Excerpt from a dataset:
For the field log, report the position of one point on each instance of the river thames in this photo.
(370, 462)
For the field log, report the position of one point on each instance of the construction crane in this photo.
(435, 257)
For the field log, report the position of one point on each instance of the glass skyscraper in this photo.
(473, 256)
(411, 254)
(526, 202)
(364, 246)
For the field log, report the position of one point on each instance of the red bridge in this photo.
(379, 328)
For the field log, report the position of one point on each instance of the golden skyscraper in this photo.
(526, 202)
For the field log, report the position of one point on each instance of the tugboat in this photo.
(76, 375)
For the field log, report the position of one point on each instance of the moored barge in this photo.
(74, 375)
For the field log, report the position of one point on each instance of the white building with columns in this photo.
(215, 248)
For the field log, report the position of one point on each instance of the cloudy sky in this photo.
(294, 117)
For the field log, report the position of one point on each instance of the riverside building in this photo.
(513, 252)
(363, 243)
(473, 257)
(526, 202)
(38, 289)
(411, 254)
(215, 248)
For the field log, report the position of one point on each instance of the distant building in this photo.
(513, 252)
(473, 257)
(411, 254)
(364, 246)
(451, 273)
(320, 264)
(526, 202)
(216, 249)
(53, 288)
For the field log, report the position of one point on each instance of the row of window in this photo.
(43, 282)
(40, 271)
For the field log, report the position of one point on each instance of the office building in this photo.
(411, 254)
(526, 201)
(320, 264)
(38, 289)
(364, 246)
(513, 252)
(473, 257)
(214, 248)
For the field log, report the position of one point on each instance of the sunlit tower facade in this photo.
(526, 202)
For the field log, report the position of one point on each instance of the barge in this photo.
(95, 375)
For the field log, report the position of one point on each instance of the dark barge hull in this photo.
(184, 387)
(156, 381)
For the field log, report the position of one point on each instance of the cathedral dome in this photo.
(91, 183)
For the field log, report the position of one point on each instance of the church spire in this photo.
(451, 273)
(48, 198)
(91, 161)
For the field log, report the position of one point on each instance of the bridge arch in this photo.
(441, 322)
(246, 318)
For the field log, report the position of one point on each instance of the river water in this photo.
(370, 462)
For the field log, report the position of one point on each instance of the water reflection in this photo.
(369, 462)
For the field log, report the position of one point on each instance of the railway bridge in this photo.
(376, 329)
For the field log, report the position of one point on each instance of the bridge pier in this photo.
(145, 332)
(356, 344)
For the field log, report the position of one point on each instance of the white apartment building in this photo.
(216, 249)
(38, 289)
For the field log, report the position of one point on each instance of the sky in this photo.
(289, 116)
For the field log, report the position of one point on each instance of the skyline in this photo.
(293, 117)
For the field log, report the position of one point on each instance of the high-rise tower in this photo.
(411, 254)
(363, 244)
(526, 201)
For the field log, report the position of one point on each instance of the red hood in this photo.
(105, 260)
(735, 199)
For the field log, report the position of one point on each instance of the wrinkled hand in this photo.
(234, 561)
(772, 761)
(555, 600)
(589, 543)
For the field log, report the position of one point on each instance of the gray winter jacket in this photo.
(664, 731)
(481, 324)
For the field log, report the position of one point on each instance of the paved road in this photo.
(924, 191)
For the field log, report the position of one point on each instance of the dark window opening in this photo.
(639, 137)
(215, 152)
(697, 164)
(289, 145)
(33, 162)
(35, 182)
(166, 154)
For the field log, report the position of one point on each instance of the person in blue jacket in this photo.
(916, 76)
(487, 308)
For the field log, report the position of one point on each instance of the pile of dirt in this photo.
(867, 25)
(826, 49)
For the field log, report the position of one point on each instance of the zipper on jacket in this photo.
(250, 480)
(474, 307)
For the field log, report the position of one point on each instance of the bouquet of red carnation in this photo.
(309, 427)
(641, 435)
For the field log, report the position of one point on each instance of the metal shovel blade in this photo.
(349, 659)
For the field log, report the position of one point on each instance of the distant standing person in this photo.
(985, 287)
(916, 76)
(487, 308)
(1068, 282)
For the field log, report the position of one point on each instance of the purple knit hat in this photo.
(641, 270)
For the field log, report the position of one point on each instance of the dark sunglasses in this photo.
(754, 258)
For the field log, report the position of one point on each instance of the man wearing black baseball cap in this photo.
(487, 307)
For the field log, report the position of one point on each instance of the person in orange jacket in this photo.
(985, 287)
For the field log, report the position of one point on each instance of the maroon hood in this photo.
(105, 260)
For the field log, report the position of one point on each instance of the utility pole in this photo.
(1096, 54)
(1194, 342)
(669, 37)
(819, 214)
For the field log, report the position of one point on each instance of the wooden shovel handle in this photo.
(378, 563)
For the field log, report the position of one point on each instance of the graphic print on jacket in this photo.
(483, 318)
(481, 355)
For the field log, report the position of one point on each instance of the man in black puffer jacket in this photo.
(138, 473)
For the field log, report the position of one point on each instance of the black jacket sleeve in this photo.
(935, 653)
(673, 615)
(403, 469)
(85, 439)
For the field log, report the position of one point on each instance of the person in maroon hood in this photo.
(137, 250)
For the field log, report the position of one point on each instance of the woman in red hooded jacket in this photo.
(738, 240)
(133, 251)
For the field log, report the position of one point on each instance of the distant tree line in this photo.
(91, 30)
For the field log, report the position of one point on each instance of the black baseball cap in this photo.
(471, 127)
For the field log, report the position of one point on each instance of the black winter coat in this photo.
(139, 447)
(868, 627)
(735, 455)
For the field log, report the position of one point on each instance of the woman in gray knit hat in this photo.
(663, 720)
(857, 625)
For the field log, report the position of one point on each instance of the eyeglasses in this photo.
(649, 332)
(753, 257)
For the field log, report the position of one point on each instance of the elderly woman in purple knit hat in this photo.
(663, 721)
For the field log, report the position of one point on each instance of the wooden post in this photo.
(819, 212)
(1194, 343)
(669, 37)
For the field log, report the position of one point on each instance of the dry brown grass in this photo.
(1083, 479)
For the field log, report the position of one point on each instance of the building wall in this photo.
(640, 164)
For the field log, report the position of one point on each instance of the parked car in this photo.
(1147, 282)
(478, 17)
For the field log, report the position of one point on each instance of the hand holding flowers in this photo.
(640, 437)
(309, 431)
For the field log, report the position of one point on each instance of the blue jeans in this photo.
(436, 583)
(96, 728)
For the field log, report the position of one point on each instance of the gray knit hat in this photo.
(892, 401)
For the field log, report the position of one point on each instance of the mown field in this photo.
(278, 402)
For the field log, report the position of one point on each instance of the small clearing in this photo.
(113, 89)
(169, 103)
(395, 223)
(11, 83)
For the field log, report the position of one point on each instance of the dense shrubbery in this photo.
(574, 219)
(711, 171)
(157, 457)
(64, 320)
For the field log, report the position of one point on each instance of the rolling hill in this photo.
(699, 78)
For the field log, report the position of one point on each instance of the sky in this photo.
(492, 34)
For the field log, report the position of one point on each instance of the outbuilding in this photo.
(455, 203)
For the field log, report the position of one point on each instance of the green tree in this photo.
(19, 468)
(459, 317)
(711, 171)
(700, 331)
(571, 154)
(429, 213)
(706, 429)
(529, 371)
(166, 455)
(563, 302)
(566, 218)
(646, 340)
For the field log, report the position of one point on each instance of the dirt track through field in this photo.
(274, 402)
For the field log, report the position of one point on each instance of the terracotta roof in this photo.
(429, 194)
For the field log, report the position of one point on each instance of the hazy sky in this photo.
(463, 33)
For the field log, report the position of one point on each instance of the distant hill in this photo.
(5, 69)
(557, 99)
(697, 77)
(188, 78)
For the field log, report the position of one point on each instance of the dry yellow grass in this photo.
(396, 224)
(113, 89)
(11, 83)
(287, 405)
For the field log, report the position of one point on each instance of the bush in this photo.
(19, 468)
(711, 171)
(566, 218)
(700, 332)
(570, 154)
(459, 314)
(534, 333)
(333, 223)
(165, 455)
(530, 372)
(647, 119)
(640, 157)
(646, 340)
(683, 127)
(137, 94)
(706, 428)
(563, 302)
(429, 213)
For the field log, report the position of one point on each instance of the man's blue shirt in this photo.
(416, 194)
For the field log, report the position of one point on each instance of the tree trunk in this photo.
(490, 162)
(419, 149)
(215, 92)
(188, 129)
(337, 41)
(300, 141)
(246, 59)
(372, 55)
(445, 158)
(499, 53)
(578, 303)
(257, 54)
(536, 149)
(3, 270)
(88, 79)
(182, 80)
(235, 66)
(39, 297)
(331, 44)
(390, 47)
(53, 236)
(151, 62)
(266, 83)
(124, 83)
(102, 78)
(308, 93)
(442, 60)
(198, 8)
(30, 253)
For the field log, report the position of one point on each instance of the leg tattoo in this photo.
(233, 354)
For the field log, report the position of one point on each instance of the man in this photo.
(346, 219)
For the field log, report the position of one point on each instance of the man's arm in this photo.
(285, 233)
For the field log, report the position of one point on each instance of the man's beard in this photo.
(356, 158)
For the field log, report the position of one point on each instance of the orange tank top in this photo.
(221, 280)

### WRITTEN INSTRUCTION:
Could you format the lines from the one containing "hazy sky in this photo." through the end of the records as a JSON list of strings, one string per line, with blank lines omitted?

### RESPONSE FOR THIS EXERCISE:
[
  "For the field log, report the position of one point on each instance of the hazy sky in this photo.",
  "(463, 33)",
  "For the field log, report the position of one point on each instance of the distant hill in this photo.",
  "(5, 69)",
  "(557, 99)",
  "(697, 77)",
  "(188, 78)",
  "For the field log, report the position of one point on each instance of the dry yellow grass in this photo.",
  "(396, 224)",
  "(113, 89)",
  "(11, 83)",
  "(287, 405)",
  "For the field log, report the position of one point on each instance of the bush in this photo.",
  "(19, 468)",
  "(711, 171)",
  "(566, 218)",
  "(700, 332)",
  "(570, 154)",
  "(459, 314)",
  "(534, 333)",
  "(333, 223)",
  "(165, 455)",
  "(530, 372)",
  "(647, 119)",
  "(640, 157)",
  "(646, 340)",
  "(683, 127)",
  "(137, 94)",
  "(706, 428)",
  "(563, 302)",
  "(429, 213)",
  "For the field log, report the position of one point on each instance of the man's blue shirt in this photo.",
  "(416, 194)",
  "For the field log, report the position of one point on each instance of the tree trunk in this photo.",
  "(490, 162)",
  "(419, 149)",
  "(215, 92)",
  "(188, 129)",
  "(337, 41)",
  "(300, 141)",
  "(246, 59)",
  "(372, 55)",
  "(445, 158)",
  "(499, 53)",
  "(578, 303)",
  "(257, 54)",
  "(536, 149)",
  "(3, 270)",
  "(88, 79)",
  "(182, 80)",
  "(235, 66)",
  "(39, 297)",
  "(331, 44)",
  "(390, 47)",
  "(53, 236)",
  "(151, 62)",
  "(266, 83)",
  "(124, 83)",
  "(102, 78)",
  "(308, 93)",
  "(442, 60)",
  "(198, 8)",
  "(30, 253)",
  "For the field log, report the position of one point on each instance of the leg tattoo in this photo.",
  "(233, 354)",
  "For the field log, report the position of one point on each instance of the man in this photo.",
  "(346, 219)",
  "For the field log, report the position of one point on each instance of the man's arm in this photo.",
  "(285, 233)",
  "For the field log, report the position of one point on each instance of the man's beard in this photo.",
  "(356, 158)",
  "For the field log, report the position of one point on each instance of the orange tank top in this photo.",
  "(221, 280)"
]